*** Opening Exercise passage ***
Love Is In The Air, But So Are Canine STDs
Birds do it, bees do it… even dog breeds do it! Experts say the “talk” with your dogs should include canine sexually transmitted diseases.
While we may poke a little fun at doggy Sexually Transmitted Diseases (STDs), they are truly no laughing matter. Many pet owners are not even aware that dogs are able to get, carry and share canine venereal diseases. It’s important to know all about them, especially when it comes to mothers who whelp puppies.
There are three common sexually transmitted diseases that most affect dogs–Brucellosis, Canine Herpesvirus and Canine Transmissible Venereal Tumors. Though the three are rare in a typical companion animal who has been spayed or neutered, these diseases can run wild in populations of stray or feral dogs. Dog breeders are also cautioned to screen their dogs for these diseases annually, just in case.
Brucellosis is the most common canine STD in the animal kingdom, though the least common in dogs, and is caused by bacteria. The bacterial infection is caused by Brucella canis, and strays with little to no access to consistent vet care are most at-risk. Because the risk population is largely homeless pets who are not spayed or neutered, your average domestic pet is unlikely to be affected.
That said, Brucellosis is spread through sex between dogs, and dogs can also become hosts for the bacteria when they come in contact with or ingest urine of an affected dog. Should your dog accidentally have a little romp with the local stray stud of the neighborhood, she may be at risk. An infected mother will most likely give birth to stillborn puppies because of the bacteria, and contact with that placental tissue may also infect other dogs.
Brucellosis is manageable, though there is no complete cure, and check with your vet should anything unexpected occur. Brucellosis is another reason why spaying or neutering is so important.
*** Closing Exercise passage ***
*** Opening Material provided ***
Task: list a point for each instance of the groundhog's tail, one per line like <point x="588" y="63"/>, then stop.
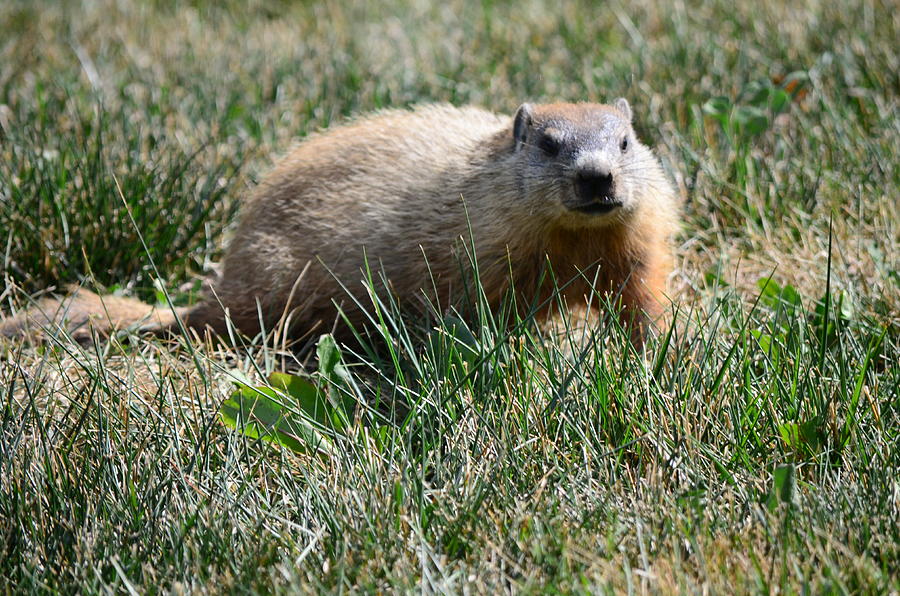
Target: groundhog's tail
<point x="83" y="314"/>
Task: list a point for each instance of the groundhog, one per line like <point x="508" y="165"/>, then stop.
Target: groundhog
<point x="557" y="196"/>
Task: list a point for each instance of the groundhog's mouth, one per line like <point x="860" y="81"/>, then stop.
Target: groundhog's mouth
<point x="598" y="207"/>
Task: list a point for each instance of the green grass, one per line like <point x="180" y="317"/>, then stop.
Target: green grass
<point x="751" y="449"/>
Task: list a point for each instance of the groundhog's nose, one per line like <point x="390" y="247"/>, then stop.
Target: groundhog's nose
<point x="594" y="185"/>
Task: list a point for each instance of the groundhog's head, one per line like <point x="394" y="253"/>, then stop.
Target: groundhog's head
<point x="582" y="164"/>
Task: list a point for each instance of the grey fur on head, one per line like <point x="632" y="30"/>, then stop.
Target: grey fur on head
<point x="521" y="122"/>
<point x="621" y="104"/>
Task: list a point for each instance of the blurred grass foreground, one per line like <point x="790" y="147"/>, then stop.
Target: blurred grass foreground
<point x="752" y="449"/>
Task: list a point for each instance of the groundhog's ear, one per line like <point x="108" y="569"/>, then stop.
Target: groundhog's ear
<point x="621" y="104"/>
<point x="521" y="124"/>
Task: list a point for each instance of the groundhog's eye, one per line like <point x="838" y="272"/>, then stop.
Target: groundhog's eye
<point x="549" y="145"/>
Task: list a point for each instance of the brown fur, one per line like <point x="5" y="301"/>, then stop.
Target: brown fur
<point x="398" y="185"/>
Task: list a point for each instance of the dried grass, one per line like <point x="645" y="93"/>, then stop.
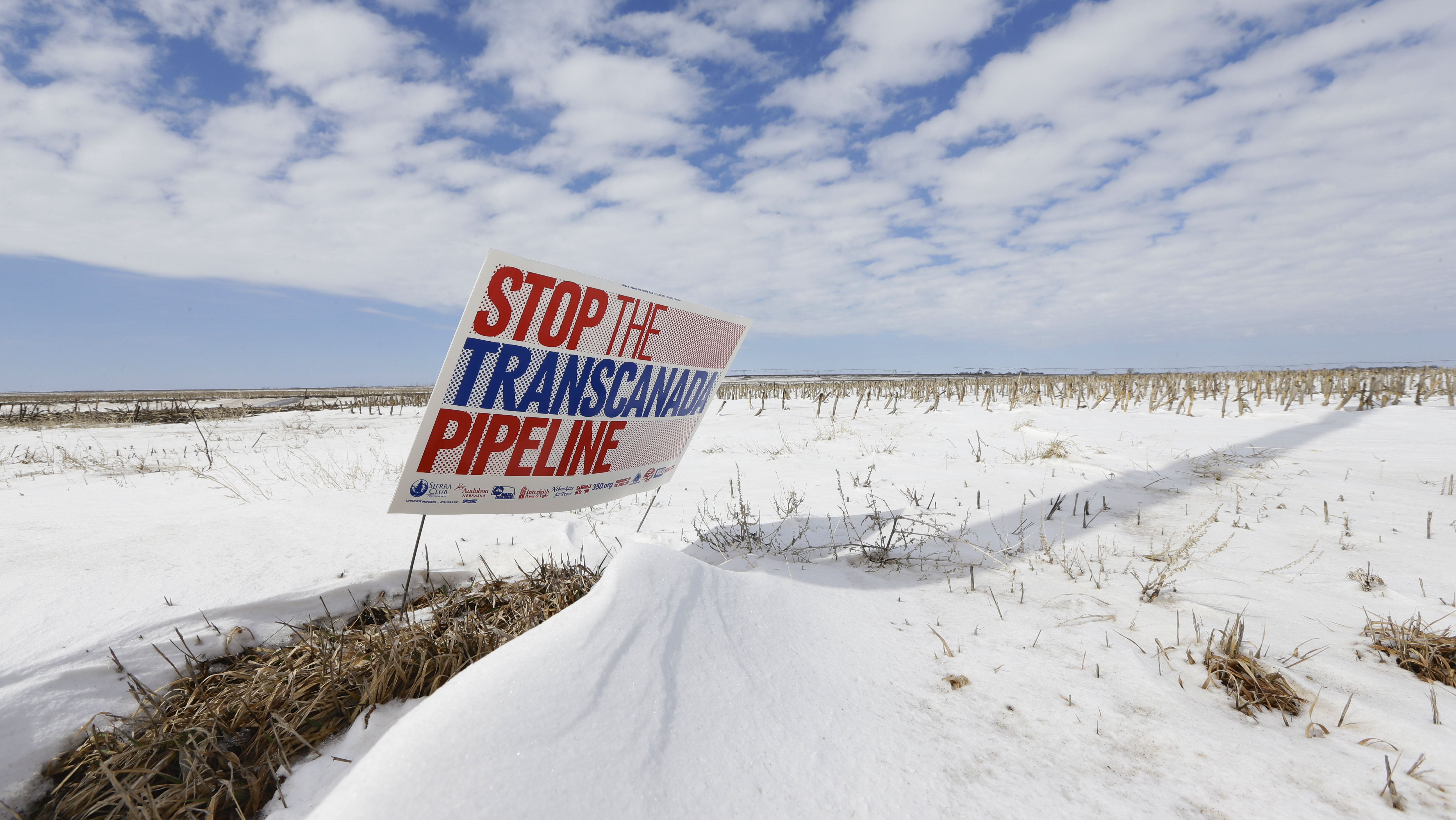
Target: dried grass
<point x="1432" y="656"/>
<point x="219" y="741"/>
<point x="1251" y="684"/>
*** Closing Material provided ***
*Required tasks*
1. Reproduce the portion of the article on canine sexually transmitted diseases between "Love Is In The" and "who whelp puppies.", inclusive.
2. Supply the text that follows the last sentence of the article on canine sexually transmitted diseases.

*Results of the tasks*
1.
Love Is In The Air, But So Are Canine STDs
Birds do it, bees do it… even dog breeds do it! Experts say the “talk” with your dogs should include canine sexually transmitted diseases.
While we may poke a little fun at doggy Sexually Transmitted Diseases (STDs), they are truly no laughing matter. Many pet owners are not even aware that dogs are able to get, carry and share canine venereal diseases. It’s important to know all about them, especially when it comes to mothers who whelp puppies.

2.
Canine Herpesvirus sounds just like you might think–the canine version of ‘herpes’. Also called CHV, it is the most widespread of dog STDs. There are estimates that up to 70% of dogs may actually carry the virus, though most who have it do so in latent or dormant form. As with Brucellosis, the greatest at-risk population is stray/wild or feral dogs, but in breeding situations with sexually active dogs, even in responsible breeding, there is some risk. Typically, CHV can produce ‘fading puppy syndrome,’ which is sadly recognized in puppies who contract the virus in the womb or shortly after they are born. In those situations, the virus is fatal and puppies do not live much longer than four weeks.
CHV is hard to detect because there are almost no visible symptoms (aside from sores, like in human cases), but newborns who are weak, lack appetites and have discolored faces may be showing signs, though often they pass before any action can be taken. The virus rests in the reproductive and respiratory systems of its host, so air transmission or bodily fluid passing (which means licking, sniffing and sexual transmission are not necessarily safe) are the most common ways it is passed on.
Again, spaying/neutering can help prevent getting the virus for those not already infected, and breeders should be concerned about making sure their dogs are virus free in any and all breeding situations. There is no vaccine or cure for CHV, but it is only spread from dog to dog, and humans will not catch it from their pet.
Canine Transmissible Venereal tumors (CTVT) are infectious tumors of cancer. They begin as pink/reddish growths (which are contagious) and are spread from dog to dog by licking or having direct contact with body fluids (either from the sore or through intercourse if the tumors are still internal as well).
As the cancer matures, the dog will start to show signs of growth outside, particularly if the cancer is undiagnosed and untreated. The tumors grow on the genitalia of males and females and can also spread on the dogs’ face before they begin to appear in other places.
Again, strays who have not been spayed or neutered are at the greatest risk for this cancer and unfortunately, when the disfiguring growths are finally recognized, the cancer has been growing for months and the prognosis for the dog is grim. CTVT is the most common of sexually transmitted diseases and though it has a high mortality rate in strays, in domestic pets, if caught early, the prognosis for full recovery is excellent.
Though chlamydia is a common human STD, the variety of bacterial chlamydia that dogs are susceptible to is not one they can contract through sex or even the bodily fluids of other dogs. Dog chlamydia differs from the typical human chlamydia you may be aware of because it is caused by a bacterium dogs catch when they rub their noses through dry bird poop. Humans can also contract this type of chlamydia, from birds only, but again, it is different than the type of sexually transmitted chlamydia humans more commonly get.
Sadly, the dogs at greatest risk for these conditions are the least cared for dogs–strays and feral/wild dogs. As more spay/neuter programs continue to work on decreasing the numbers of stray dogs everywhere, and in effect, hopefully that population will become less vulnerable. In the meantime, you can take actions by strongly considering spay and/or neuter procedures for your family pets as well.